ACTIVITY:
Would you quote the data word for word, from its beginning up to and including the line containing "negative clicks: (357, 220)", leaving out the pictures?
━━━━━ AVAILABLE DATA
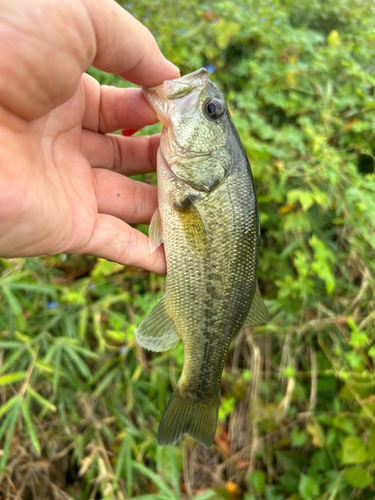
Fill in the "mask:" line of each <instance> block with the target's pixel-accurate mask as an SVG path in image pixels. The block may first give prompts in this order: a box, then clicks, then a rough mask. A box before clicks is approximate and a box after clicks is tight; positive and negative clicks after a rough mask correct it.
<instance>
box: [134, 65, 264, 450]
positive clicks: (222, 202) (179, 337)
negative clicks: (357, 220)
mask: <svg viewBox="0 0 375 500" xmlns="http://www.w3.org/2000/svg"><path fill="white" fill-rule="evenodd" d="M143 92H144V95H145V97H146V99H147V101H148V102H149V103H150V105H151V106H152V107H153V109H154V110H155V111H156V113H157V115H158V117H159V119H160V121H161V122H162V124H163V125H164V128H163V132H162V136H161V142H160V147H159V151H158V158H157V177H158V200H159V202H158V203H159V206H158V209H157V210H156V212H155V214H154V215H153V218H152V220H151V224H150V230H149V235H150V250H151V252H153V251H154V250H155V249H156V248H157V247H158V246H159V245H160V244H161V243H164V248H165V254H166V260H167V270H168V273H167V280H166V292H165V295H164V297H163V298H162V299H161V300H160V301H159V302H158V304H157V305H156V307H154V308H153V309H152V310H151V312H150V313H149V315H148V316H147V317H146V318H145V319H144V320H143V322H142V323H141V324H140V326H139V328H138V329H137V331H136V339H137V341H138V343H139V344H140V345H141V346H143V347H144V348H146V349H149V350H151V351H165V350H168V349H172V348H173V347H175V346H176V345H177V343H178V341H179V340H180V339H182V341H183V344H184V367H183V371H182V375H181V378H180V380H179V382H178V384H177V386H176V388H175V391H174V392H173V394H172V396H171V399H170V400H169V403H168V405H167V407H166V409H165V411H164V414H163V417H162V419H161V422H160V426H159V430H158V442H159V444H160V445H169V444H174V443H176V442H177V441H178V440H179V439H181V437H182V436H183V435H184V434H185V433H187V434H189V435H190V436H192V437H193V438H194V439H195V440H196V441H198V442H199V443H201V444H202V445H203V446H205V447H206V448H209V447H210V446H211V445H212V443H213V439H214V436H215V431H216V424H217V416H218V411H219V405H220V379H221V373H222V371H223V366H224V361H225V358H226V355H227V352H228V348H229V344H230V342H231V340H232V338H233V337H234V336H235V335H236V334H237V333H238V332H239V330H240V329H241V328H242V327H244V326H247V325H255V324H259V323H266V322H268V321H269V315H268V312H267V309H266V307H265V305H264V303H263V300H262V297H261V295H260V292H259V288H258V285H257V276H256V274H257V267H258V255H259V242H260V224H259V214H258V209H257V202H256V195H255V191H254V185H253V179H252V174H251V170H250V165H249V162H248V160H247V157H246V153H245V151H244V148H243V146H242V143H241V141H240V139H239V136H238V134H237V131H236V129H235V127H234V125H233V122H232V119H231V117H230V114H229V112H228V110H227V107H226V104H225V100H224V97H223V94H222V93H221V92H220V91H219V90H218V89H217V88H216V86H215V85H214V84H213V83H212V82H211V80H210V78H209V76H208V74H207V71H206V70H205V69H200V70H198V71H195V72H194V73H191V74H189V75H186V76H183V77H181V78H178V79H176V80H167V81H165V82H164V83H163V85H160V86H159V87H155V88H144V89H143Z"/></svg>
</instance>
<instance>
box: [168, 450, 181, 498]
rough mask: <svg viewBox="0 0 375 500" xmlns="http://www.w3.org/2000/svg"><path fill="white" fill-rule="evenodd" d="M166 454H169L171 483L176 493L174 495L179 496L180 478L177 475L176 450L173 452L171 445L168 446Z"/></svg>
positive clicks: (179, 492)
mask: <svg viewBox="0 0 375 500" xmlns="http://www.w3.org/2000/svg"><path fill="white" fill-rule="evenodd" d="M168 454H169V463H170V467H171V474H172V484H173V488H174V492H175V493H176V497H177V498H180V496H181V489H180V478H179V475H178V467H177V460H176V452H175V449H174V447H173V446H168Z"/></svg>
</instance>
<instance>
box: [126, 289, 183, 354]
mask: <svg viewBox="0 0 375 500" xmlns="http://www.w3.org/2000/svg"><path fill="white" fill-rule="evenodd" d="M135 339H136V341H137V342H138V344H139V345H141V346H142V347H144V348H145V349H148V350H149V351H156V352H160V351H168V349H173V347H175V346H176V345H177V343H178V341H179V340H180V339H179V337H178V335H177V333H176V330H175V327H174V325H173V322H172V319H171V317H170V316H169V313H168V310H167V306H166V303H165V298H164V296H163V297H162V298H161V299H160V300H159V302H158V303H157V305H156V306H155V307H154V308H153V309H151V311H150V312H149V313H148V315H147V316H146V317H145V319H144V320H143V321H142V323H141V324H140V325H139V327H138V328H137V329H136V331H135Z"/></svg>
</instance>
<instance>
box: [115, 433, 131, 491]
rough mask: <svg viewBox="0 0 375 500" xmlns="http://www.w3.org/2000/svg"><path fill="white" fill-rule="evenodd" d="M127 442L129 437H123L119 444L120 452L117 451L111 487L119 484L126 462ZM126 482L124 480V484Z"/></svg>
mask: <svg viewBox="0 0 375 500" xmlns="http://www.w3.org/2000/svg"><path fill="white" fill-rule="evenodd" d="M128 440H129V437H128V436H125V437H124V438H123V440H122V442H121V446H120V451H119V453H118V455H117V459H116V467H115V477H114V481H113V487H116V485H117V484H118V482H119V479H120V477H121V476H122V474H123V468H124V462H125V460H126V452H127V448H128V447H129V446H128ZM127 482H128V481H127V479H126V483H127ZM127 495H128V493H127Z"/></svg>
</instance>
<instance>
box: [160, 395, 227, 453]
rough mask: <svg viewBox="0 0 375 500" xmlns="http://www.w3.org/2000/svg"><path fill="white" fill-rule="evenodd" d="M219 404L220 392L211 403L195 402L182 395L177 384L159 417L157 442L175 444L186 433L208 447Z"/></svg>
mask: <svg viewBox="0 0 375 500" xmlns="http://www.w3.org/2000/svg"><path fill="white" fill-rule="evenodd" d="M219 406H220V392H219V397H218V399H217V401H214V402H213V403H211V404H203V403H195V402H193V401H191V400H189V399H188V398H186V397H184V395H183V393H182V391H181V390H180V388H179V387H178V385H177V387H176V388H175V390H174V392H173V394H172V396H171V399H170V400H169V403H168V405H167V407H166V409H165V410H164V413H163V416H162V418H161V422H160V425H159V430H158V443H159V444H160V445H161V446H166V445H169V444H175V443H177V441H179V440H180V439H181V438H182V436H183V435H184V434H185V433H187V434H189V435H190V436H191V437H192V438H193V439H195V440H196V441H198V443H200V444H202V445H203V446H204V447H205V448H210V447H211V446H212V443H213V441H214V436H215V432H216V423H217V416H218V413H219Z"/></svg>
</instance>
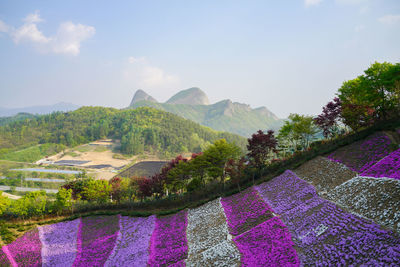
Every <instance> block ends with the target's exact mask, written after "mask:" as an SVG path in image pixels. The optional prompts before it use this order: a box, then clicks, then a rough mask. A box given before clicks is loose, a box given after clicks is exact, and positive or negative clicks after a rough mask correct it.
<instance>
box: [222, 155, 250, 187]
mask: <svg viewBox="0 0 400 267" xmlns="http://www.w3.org/2000/svg"><path fill="white" fill-rule="evenodd" d="M245 169H246V160H245V159H244V158H241V159H240V160H238V161H235V160H234V159H230V160H229V161H228V163H227V164H226V167H225V172H226V174H228V175H229V177H230V179H231V181H232V182H233V183H235V184H237V186H238V189H239V192H240V180H241V179H242V177H243V172H244V170H245Z"/></svg>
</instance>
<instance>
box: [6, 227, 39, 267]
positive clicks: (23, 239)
mask: <svg viewBox="0 0 400 267" xmlns="http://www.w3.org/2000/svg"><path fill="white" fill-rule="evenodd" d="M2 250H3V252H4V253H5V254H6V255H7V258H8V259H7V262H6V263H5V264H3V262H0V266H9V264H10V263H11V264H12V265H13V266H42V256H41V250H42V243H41V242H40V239H39V231H38V229H37V228H36V229H34V230H32V231H29V232H27V233H25V234H24V235H23V236H22V237H20V238H18V239H17V240H15V241H14V242H12V243H11V244H9V245H7V246H5V247H3V248H2ZM2 258H3V259H4V256H3V257H2Z"/></svg>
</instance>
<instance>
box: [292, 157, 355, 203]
mask: <svg viewBox="0 0 400 267" xmlns="http://www.w3.org/2000/svg"><path fill="white" fill-rule="evenodd" d="M294 172H295V173H296V175H297V176H298V177H300V178H302V179H303V180H306V181H307V182H309V183H310V184H311V185H313V186H314V187H315V189H316V190H317V192H318V194H319V195H322V196H324V195H326V193H327V192H329V191H330V190H332V189H334V188H335V187H336V186H338V185H341V184H342V183H344V182H346V181H348V180H350V179H351V178H353V177H355V176H356V175H357V173H356V172H354V171H352V170H350V169H349V168H348V167H346V165H344V164H342V163H339V162H334V161H331V160H329V159H327V158H324V157H320V156H318V157H316V158H314V159H312V160H310V161H308V162H306V163H304V164H303V165H301V166H300V167H299V168H297V169H296V170H294Z"/></svg>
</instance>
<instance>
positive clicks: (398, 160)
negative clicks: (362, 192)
mask: <svg viewBox="0 0 400 267" xmlns="http://www.w3.org/2000/svg"><path fill="white" fill-rule="evenodd" d="M361 175H363V176H372V177H377V178H379V177H387V178H394V179H398V180H399V179H400V149H397V150H396V151H394V152H392V153H390V154H389V155H388V156H387V157H385V158H384V159H382V160H380V161H379V162H378V163H376V164H375V165H373V166H372V167H371V168H369V169H367V170H365V171H363V172H362V173H361Z"/></svg>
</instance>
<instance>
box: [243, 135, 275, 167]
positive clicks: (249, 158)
mask: <svg viewBox="0 0 400 267" xmlns="http://www.w3.org/2000/svg"><path fill="white" fill-rule="evenodd" d="M247 141H248V145H247V150H248V151H249V152H248V153H247V156H248V157H249V159H250V162H251V164H252V165H254V167H256V168H258V169H261V168H262V167H263V166H264V164H265V162H266V161H267V159H268V157H269V156H270V155H271V153H272V152H273V153H276V152H277V150H276V146H277V144H278V141H277V139H276V138H275V136H274V131H272V130H269V131H268V132H267V134H265V133H264V132H263V131H262V130H258V132H257V133H255V134H253V135H252V136H251V138H249V139H247Z"/></svg>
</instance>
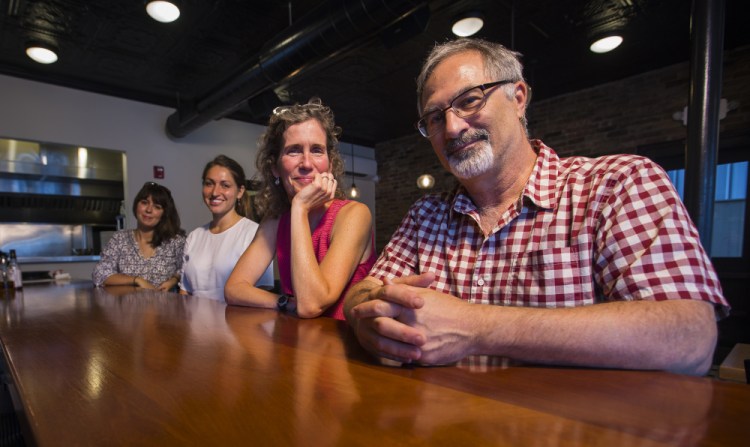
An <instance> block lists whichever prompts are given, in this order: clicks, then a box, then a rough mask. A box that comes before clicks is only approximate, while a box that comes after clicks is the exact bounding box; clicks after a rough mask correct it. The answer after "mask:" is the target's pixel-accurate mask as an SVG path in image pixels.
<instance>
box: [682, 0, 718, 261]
mask: <svg viewBox="0 0 750 447" xmlns="http://www.w3.org/2000/svg"><path fill="white" fill-rule="evenodd" d="M723 51H724V0H693V7H692V11H691V17H690V93H689V98H688V125H687V147H686V149H685V206H686V208H687V210H688V213H690V216H691V218H692V219H693V222H695V225H696V226H697V227H698V233H699V234H700V238H701V243H702V244H703V247H704V248H705V249H706V252H708V253H710V252H711V233H712V226H713V216H714V212H713V210H714V192H715V189H716V163H717V157H718V153H719V105H720V102H721V81H722V63H723Z"/></svg>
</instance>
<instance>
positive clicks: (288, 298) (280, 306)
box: [276, 293, 292, 312]
mask: <svg viewBox="0 0 750 447" xmlns="http://www.w3.org/2000/svg"><path fill="white" fill-rule="evenodd" d="M291 300H292V297H291V296H289V295H287V294H286V293H282V294H281V295H279V299H277V300H276V309H278V310H279V312H286V308H287V306H288V305H289V303H290V302H291Z"/></svg>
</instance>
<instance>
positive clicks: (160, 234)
mask: <svg viewBox="0 0 750 447" xmlns="http://www.w3.org/2000/svg"><path fill="white" fill-rule="evenodd" d="M149 196H151V201H153V202H154V203H155V204H157V205H159V206H161V208H162V210H163V211H164V213H163V214H162V216H161V219H160V220H159V223H158V224H156V227H155V228H154V237H153V238H151V246H152V247H154V248H156V247H158V246H159V245H161V244H162V242H165V241H168V240H170V239H172V238H173V237H175V236H177V235H178V234H179V235H182V236H184V235H185V230H183V229H182V228H180V215H179V214H178V213H177V207H176V206H175V204H174V199H172V192H171V191H169V189H168V188H167V187H166V186H162V185H160V184H158V183H154V182H146V184H145V185H143V188H141V190H140V191H138V194H136V195H135V199H134V200H133V214H134V215H138V203H139V202H140V201H141V200H144V199H148V197H149Z"/></svg>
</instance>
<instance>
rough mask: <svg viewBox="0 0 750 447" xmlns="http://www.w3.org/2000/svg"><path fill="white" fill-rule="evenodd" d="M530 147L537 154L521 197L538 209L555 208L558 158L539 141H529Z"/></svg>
mask: <svg viewBox="0 0 750 447" xmlns="http://www.w3.org/2000/svg"><path fill="white" fill-rule="evenodd" d="M531 147H532V148H534V151H535V152H536V153H537V157H536V165H535V166H534V170H533V171H531V176H530V177H529V181H528V182H526V188H525V189H524V192H523V195H524V197H527V198H528V199H529V200H531V201H532V202H533V203H534V204H535V205H536V206H538V207H540V208H545V209H554V208H557V189H556V185H557V175H558V172H559V168H560V157H558V156H557V154H556V153H555V151H553V150H552V149H551V148H550V147H549V146H547V145H546V144H544V143H543V142H542V141H541V140H531Z"/></svg>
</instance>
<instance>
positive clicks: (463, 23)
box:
━━━━━━━━━━
SOLUTION FOR THIS TASK:
Fill in the "mask:" line of each <instance> block with the target's pixel-accurate mask as an SVG path in image pixels. The block may first give prompts in this order: a box, then clicks, then a rough mask. A box before clicks is approximate and a box after clicks is tight; positive and negative clicks after a rough mask correct it.
<instance>
box: [134, 65, 264, 450]
positive clicks: (222, 202) (179, 337)
negative clicks: (357, 220)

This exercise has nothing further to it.